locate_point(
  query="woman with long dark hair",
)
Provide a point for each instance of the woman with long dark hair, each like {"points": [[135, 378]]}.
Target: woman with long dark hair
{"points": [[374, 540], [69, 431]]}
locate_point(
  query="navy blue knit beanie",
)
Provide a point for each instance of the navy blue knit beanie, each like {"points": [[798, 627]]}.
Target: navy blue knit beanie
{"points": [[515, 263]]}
------------------------
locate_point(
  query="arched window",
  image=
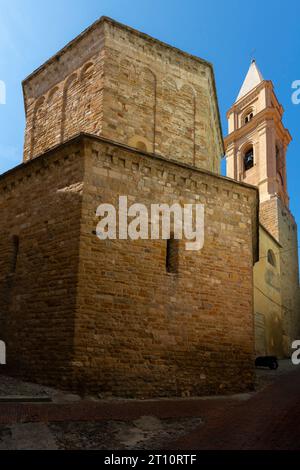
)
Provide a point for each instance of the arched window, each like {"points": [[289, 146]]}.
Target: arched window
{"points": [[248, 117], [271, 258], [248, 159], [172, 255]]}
------------------------
## WHAT NEEDS TO BE DONE
Among the entries above, how many lines have the string "each" in them? Only the number should be given.

## ANSWER TO THE EXERCISE
3